**QUOTED PASSAGE:**
TL;DR: RISC-V’s Vector Extension (RVV) brings length-agnostic SIMD to the open ISA. Unlike x86’s fixed-width AVX or ARM’s NEON, RVV uses a variable-length vector model where software writes to abstract vector registers, and hardware executes with any physical width. This enables code portability across implementations—from tiny embedded cores to massive supercomputers—without recompilation. RVV 1.0 is ratified, shipping in real silicon, and positioned to dominate edge AI, HPC, and custom accelerators.
The SIMD Landscape Problem
Modern processors need SIMD (Single Instruction Multiple Data) for performance. Processing one data element per instruction is too slow for:
- Image/video processing
- Machine learning inference
- Scientific computing
- Signal processing
- Compression/encryption
Every major architecture has SIMD extensions:
- x86: SSE → AVX → AVX-512 (128-bit → 256-bit → 512-bit)
- ARM: NEON (128-bit) → SVE/SVE2 (variable, 128-2048 bits)
- RISC-V: RVV (variable, application-agnostic)
But there’s a fundamental problem with how x86 and early ARM approached this.
The x86 SIMD Evolution Disaster
The Compatibility Nightmare
x86’s SIMD history:
1999: SSE (128-bit, 4 × FP32)
__m128 vec = _mm_add_ps(a, b);
2011: AVX (256-bit, 8 × FP32)
__m256 vec = _mm256_add_ps(a, b); // New instruction!
2017: AVX-512 (512-bit, 16 × FP32)
__m512 vec = _mm512_add_ps(a, b); // Yet another instruction!
The problem: Each generation requires completely new instructions.
Code compiled for AVX-512:
void process_avx512(float* data, int n) {
for (int i = 0; i < n; i += 16) {
__m512 vec = _mm512_loadu_ps(&data[i]);
vec = _mm512_mul_ps(vec, vec);
_mm512_storeu_ps(&data[i], vec);
}
}
Won’t run on AVX2 processors. Different width = different code.

**TO DO:**
a - In the RISC-V vector article, shorten the paragraph starting "TL;DR: RISC-V’s Vector Extension" into a bulleted list that keeps its main facts.
b - In the RISC-V vector article, what range of widths is listed for ARM's SVE/SVE2?
c - Reproduce the RISC-V vector article's text from "- ARM: NEON" up to and including "b); // New instruction!".

**RECORDED INFORMATION:**
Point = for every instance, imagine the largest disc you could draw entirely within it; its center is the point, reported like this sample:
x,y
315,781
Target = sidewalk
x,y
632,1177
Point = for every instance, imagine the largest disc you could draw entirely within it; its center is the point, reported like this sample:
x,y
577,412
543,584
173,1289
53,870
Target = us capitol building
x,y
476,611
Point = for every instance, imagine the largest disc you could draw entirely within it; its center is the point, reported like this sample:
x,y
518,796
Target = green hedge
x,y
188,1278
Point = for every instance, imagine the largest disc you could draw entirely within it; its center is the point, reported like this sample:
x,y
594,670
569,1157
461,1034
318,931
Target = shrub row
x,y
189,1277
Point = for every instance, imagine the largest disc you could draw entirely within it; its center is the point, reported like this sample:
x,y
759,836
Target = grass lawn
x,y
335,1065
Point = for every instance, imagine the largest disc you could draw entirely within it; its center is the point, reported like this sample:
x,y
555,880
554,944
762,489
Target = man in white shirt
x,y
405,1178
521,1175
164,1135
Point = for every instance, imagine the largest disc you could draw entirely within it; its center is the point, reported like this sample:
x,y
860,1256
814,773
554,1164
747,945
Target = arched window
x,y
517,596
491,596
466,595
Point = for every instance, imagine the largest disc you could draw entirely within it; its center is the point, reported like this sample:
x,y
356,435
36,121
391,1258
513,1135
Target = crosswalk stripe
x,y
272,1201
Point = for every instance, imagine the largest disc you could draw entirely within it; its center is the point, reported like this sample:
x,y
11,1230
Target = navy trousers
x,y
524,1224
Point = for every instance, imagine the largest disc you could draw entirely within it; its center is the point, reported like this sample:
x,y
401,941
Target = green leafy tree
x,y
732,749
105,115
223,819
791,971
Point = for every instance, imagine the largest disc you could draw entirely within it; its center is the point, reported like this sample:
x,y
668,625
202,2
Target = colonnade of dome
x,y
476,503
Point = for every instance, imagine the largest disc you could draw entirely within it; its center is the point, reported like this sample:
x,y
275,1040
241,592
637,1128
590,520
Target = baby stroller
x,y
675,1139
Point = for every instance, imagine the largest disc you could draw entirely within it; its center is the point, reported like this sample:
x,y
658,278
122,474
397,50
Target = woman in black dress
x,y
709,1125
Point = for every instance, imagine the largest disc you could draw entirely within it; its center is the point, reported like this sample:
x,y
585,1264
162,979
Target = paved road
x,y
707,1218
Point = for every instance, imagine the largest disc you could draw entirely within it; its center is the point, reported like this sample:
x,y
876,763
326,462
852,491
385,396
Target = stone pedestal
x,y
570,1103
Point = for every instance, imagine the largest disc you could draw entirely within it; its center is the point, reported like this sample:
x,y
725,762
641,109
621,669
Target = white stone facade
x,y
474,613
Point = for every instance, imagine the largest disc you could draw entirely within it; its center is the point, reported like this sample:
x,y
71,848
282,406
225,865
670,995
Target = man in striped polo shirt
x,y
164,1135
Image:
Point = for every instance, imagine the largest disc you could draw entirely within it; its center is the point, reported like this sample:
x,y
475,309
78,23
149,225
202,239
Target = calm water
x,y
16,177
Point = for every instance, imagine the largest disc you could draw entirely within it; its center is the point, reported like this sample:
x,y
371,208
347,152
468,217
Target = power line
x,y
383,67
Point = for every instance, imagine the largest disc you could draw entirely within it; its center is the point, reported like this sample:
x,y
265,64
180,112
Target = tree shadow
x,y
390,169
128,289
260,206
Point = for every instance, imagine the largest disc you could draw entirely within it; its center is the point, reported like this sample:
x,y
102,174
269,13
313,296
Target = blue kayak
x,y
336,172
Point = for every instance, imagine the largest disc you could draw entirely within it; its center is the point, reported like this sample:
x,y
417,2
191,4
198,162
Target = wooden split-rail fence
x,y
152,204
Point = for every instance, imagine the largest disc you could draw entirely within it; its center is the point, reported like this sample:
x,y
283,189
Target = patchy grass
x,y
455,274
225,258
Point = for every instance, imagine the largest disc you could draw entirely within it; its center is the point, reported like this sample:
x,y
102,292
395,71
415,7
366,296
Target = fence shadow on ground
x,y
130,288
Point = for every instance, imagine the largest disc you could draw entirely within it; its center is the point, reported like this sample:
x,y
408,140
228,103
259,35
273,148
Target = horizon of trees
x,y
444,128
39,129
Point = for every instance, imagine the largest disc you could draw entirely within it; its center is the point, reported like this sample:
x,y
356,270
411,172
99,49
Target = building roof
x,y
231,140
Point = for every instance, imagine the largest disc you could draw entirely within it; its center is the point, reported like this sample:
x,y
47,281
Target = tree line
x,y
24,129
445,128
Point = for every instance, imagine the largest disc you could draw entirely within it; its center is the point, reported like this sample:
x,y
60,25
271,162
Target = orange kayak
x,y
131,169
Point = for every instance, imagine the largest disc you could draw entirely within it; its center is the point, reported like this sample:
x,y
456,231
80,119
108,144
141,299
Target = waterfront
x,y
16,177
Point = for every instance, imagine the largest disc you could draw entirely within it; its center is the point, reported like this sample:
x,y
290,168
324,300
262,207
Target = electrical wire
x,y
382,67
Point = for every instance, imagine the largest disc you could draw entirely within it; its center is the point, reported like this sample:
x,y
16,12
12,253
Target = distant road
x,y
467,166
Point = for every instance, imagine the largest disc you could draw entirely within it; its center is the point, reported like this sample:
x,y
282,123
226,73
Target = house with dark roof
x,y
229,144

**OUTPUTS BY TASK:**
a -
- RISC-V’s Vector Extension (RVV) adds length-agnostic SIMD to the open ISA.
- Unlike x86’s fixed-width AVX or ARM’s NEON, software targets abstract vector registers, and hardware runs them at any physical width.
- Code is portable across implementations, from small embedded cores to supercomputers, without recompiling.
- RVV 1.0 is ratified and ships in real silicon.
- It is positioned to dominate edge AI, HPC, and custom accelerators.

b - Variable, from 128 to 2048 bits.

c -
- ARM: NEON (128-bit) → SVE/SVE2 (variable, 128-2048 bits)
- RISC-V: RVV (variable, application-agnostic)
But there’s a fundamental problem with how x86 and early ARM approached this.
The x86 SIMD Evolution Disaster
The Compatibility Nightmare
x86’s SIMD history:
1999: SSE (128-bit, 4 × FP32)
__m128 vec = _mm_add_ps(a, b);
2011: AVX (256-bit, 8 × FP32)
__m256 vec = _mm256_add_ps(a, b); // New instruction!